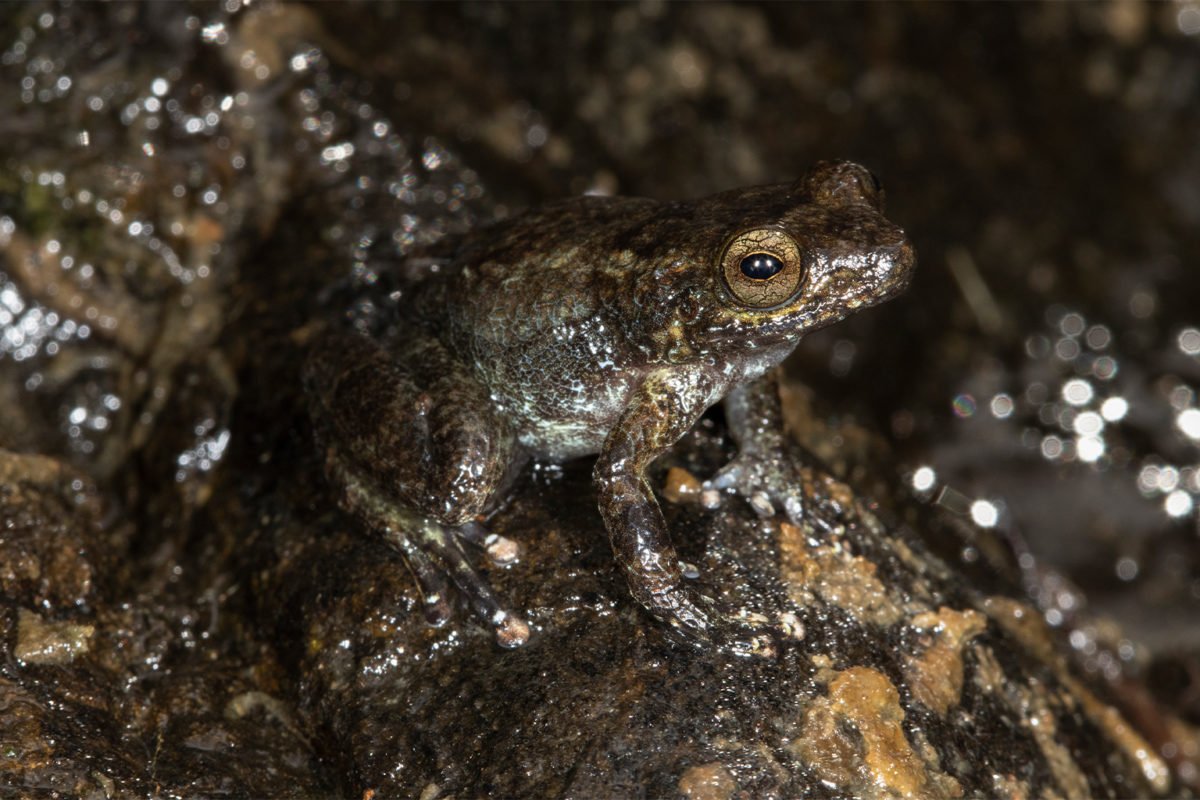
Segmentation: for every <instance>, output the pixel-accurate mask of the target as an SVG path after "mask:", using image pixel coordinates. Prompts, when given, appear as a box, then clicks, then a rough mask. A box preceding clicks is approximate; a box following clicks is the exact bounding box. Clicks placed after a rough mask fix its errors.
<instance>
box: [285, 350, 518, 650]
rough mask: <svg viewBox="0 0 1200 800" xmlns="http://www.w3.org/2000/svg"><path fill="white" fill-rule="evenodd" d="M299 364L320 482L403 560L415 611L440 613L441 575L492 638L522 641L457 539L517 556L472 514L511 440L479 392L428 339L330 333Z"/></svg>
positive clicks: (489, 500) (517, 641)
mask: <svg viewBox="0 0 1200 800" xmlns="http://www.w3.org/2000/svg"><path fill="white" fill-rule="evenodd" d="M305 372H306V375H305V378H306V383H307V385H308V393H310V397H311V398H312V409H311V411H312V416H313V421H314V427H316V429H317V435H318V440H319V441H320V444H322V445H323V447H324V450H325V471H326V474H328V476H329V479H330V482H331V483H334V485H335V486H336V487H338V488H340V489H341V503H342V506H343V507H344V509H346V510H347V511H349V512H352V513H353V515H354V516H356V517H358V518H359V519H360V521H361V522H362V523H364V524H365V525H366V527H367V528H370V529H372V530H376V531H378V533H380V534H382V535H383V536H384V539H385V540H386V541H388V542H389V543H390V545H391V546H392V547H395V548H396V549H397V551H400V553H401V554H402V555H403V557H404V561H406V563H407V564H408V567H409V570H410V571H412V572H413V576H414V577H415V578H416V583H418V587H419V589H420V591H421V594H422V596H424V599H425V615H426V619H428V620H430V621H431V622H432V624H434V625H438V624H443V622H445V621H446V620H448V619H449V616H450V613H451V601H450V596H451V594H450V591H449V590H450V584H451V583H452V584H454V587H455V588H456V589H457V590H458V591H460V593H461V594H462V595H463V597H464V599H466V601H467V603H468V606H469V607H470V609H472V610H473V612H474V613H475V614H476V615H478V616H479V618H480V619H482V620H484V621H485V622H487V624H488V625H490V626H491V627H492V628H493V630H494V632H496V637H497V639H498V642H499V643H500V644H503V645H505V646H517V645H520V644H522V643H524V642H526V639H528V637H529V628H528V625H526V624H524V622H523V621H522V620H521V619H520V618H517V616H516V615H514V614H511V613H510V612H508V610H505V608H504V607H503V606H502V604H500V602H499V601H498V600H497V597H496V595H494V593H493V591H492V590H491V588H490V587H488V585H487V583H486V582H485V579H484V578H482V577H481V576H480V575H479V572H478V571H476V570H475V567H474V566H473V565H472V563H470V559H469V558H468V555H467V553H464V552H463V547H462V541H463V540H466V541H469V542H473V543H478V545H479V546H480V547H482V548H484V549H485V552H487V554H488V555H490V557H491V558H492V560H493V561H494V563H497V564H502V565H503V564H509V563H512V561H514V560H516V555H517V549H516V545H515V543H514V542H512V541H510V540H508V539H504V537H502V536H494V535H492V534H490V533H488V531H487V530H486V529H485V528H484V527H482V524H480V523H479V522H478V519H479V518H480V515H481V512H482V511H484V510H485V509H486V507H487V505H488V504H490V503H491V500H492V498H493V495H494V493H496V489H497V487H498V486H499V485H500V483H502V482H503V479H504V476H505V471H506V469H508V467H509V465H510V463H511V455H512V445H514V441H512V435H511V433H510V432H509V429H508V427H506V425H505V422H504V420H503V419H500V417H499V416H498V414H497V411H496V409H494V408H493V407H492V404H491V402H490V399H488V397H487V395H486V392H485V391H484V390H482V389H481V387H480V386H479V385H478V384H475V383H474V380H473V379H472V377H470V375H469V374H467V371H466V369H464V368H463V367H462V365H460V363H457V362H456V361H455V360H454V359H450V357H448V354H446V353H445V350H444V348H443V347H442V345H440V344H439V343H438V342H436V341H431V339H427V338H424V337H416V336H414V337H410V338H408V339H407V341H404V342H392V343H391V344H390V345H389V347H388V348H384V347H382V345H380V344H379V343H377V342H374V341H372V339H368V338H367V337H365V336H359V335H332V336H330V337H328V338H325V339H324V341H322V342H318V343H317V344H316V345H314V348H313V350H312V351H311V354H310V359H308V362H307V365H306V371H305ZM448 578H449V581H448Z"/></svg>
*****
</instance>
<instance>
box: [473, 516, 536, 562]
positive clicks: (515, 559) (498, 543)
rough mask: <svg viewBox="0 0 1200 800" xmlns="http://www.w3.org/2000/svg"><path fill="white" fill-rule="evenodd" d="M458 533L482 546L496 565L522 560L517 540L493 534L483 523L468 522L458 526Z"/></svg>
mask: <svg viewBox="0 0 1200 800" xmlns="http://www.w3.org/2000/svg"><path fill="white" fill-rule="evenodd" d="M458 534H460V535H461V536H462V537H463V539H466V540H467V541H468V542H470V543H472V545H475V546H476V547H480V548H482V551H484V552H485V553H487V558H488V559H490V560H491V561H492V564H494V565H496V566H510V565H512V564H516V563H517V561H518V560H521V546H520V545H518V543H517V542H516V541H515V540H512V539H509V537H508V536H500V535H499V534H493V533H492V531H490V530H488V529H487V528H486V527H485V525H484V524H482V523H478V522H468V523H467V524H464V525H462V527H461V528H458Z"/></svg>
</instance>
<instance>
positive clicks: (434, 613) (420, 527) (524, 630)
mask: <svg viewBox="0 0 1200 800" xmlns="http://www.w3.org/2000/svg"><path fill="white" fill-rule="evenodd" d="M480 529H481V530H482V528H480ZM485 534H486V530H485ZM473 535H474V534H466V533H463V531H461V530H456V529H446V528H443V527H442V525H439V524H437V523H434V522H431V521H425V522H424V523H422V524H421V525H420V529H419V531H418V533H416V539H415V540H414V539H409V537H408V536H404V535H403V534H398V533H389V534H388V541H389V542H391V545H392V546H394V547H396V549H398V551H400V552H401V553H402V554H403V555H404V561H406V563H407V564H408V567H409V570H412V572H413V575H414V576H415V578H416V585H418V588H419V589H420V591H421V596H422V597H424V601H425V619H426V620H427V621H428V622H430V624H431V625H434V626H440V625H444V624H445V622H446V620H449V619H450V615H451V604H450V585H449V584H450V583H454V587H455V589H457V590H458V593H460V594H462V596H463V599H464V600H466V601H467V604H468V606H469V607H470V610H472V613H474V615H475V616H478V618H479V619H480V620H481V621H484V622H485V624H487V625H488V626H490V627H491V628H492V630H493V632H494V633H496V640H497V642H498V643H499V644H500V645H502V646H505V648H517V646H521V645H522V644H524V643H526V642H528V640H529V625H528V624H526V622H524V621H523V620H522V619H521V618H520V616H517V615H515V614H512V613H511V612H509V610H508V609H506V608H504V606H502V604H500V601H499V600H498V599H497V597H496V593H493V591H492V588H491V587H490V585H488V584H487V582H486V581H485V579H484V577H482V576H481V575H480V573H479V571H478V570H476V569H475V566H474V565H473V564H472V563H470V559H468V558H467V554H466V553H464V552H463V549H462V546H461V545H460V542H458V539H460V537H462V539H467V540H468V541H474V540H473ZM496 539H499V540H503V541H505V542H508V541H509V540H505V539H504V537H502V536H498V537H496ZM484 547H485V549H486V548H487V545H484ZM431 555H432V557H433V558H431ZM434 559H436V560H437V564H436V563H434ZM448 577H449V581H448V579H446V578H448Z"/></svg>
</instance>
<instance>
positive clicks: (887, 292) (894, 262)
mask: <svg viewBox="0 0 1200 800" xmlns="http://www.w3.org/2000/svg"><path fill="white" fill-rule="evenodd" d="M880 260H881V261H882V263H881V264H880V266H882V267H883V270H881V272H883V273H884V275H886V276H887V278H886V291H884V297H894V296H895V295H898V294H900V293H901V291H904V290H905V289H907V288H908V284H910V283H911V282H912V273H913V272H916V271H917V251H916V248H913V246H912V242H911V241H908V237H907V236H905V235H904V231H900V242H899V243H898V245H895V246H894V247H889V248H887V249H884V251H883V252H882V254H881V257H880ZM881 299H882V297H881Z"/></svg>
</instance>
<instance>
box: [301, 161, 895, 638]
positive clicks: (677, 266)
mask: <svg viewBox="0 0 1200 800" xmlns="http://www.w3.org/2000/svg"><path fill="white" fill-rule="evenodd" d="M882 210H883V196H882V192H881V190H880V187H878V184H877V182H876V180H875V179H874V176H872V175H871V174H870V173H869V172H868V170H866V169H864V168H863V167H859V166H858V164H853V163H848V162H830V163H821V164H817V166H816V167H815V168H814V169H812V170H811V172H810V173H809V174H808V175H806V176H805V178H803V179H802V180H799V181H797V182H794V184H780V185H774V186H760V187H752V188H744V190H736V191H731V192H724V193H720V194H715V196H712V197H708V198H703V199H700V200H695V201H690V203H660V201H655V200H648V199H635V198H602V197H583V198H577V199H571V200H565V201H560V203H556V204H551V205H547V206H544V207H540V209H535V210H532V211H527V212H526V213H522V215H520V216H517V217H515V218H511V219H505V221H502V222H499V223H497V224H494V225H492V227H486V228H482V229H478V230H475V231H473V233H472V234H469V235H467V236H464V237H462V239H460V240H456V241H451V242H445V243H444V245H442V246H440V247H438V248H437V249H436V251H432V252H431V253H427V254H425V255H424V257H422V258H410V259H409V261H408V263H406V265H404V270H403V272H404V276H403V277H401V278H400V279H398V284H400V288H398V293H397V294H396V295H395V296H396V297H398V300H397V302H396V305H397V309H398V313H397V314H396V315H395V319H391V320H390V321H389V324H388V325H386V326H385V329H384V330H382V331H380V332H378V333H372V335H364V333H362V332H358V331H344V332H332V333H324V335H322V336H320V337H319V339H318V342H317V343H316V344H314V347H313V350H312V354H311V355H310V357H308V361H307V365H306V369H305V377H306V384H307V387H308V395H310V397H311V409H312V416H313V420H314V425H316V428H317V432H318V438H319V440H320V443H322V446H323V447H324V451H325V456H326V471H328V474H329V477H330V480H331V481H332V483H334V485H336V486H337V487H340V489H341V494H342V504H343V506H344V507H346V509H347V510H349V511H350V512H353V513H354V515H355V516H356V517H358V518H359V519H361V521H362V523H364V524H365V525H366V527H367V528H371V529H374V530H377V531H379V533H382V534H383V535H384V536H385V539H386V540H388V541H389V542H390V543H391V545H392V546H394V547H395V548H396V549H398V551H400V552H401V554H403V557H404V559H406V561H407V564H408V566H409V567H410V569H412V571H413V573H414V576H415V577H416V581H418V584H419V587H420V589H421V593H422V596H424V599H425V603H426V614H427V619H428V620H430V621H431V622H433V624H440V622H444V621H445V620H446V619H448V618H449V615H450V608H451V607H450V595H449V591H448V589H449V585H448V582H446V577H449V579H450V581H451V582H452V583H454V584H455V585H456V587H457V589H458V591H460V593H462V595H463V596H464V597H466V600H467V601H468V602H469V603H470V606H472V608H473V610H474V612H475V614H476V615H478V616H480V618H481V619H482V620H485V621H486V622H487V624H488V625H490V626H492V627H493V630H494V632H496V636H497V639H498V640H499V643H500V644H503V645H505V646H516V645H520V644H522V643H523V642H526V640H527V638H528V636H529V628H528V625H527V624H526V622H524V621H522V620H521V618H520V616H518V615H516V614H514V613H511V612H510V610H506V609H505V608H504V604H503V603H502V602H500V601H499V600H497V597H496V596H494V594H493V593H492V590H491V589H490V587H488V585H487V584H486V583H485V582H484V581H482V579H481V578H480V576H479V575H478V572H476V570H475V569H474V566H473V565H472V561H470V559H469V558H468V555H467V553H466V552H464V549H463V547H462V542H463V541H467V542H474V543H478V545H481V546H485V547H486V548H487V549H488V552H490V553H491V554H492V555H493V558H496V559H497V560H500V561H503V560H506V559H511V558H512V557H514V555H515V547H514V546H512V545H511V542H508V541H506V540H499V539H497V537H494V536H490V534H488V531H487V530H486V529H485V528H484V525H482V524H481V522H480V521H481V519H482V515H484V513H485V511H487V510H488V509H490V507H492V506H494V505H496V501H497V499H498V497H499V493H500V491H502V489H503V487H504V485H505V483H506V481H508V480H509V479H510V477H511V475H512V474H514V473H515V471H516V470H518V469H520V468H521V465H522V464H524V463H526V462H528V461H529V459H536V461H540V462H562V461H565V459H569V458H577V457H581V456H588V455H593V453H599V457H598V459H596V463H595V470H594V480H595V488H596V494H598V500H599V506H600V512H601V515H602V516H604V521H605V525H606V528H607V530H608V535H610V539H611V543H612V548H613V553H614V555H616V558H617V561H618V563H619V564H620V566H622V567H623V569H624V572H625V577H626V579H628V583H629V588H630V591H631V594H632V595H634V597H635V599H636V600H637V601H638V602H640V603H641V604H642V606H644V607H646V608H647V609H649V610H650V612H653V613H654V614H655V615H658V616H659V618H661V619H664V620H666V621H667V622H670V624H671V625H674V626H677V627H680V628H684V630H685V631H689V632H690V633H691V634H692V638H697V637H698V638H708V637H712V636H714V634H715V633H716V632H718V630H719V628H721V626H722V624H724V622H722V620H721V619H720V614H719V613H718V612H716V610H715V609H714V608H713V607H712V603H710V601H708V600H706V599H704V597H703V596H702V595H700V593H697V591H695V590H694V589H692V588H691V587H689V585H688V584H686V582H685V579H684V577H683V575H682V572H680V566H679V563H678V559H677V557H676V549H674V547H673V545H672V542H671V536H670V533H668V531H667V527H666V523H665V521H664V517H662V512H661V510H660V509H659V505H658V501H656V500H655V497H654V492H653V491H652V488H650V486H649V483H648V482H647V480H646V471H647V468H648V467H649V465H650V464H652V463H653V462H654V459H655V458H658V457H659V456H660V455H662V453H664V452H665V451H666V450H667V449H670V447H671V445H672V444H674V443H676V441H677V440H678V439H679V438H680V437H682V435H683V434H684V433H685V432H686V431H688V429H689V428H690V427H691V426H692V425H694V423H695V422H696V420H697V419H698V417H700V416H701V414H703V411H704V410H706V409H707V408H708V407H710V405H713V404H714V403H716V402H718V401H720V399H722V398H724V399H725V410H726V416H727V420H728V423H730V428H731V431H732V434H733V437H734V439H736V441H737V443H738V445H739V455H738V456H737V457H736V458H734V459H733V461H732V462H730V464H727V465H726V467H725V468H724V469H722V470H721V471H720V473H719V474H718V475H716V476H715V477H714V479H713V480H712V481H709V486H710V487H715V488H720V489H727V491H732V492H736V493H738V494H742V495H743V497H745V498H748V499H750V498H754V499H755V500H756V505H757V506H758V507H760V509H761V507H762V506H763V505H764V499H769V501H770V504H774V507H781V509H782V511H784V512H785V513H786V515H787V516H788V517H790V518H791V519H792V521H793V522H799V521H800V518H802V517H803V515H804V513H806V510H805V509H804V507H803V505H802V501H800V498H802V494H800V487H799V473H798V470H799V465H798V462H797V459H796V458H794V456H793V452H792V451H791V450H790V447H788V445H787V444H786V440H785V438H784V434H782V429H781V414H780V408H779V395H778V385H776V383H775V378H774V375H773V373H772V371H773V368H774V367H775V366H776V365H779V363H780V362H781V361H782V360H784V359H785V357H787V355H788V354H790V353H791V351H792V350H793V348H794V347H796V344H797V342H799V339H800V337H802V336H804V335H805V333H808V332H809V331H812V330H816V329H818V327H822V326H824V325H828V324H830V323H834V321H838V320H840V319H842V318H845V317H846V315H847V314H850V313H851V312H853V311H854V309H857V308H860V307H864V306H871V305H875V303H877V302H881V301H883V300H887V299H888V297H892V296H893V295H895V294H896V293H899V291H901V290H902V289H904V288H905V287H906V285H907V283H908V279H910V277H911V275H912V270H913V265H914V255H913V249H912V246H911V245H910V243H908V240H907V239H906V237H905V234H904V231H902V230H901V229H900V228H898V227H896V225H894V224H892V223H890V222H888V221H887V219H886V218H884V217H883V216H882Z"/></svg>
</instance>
*****
Copy out each line in the records above that contains the string "positive". Case counts.

* Exercise output *
positive clicks: (489, 500) (517, 641)
positive clicks: (515, 559) (498, 543)
positive clicks: (434, 613) (420, 527) (524, 630)
positive clicks: (887, 292) (894, 262)
positive clicks: (677, 266)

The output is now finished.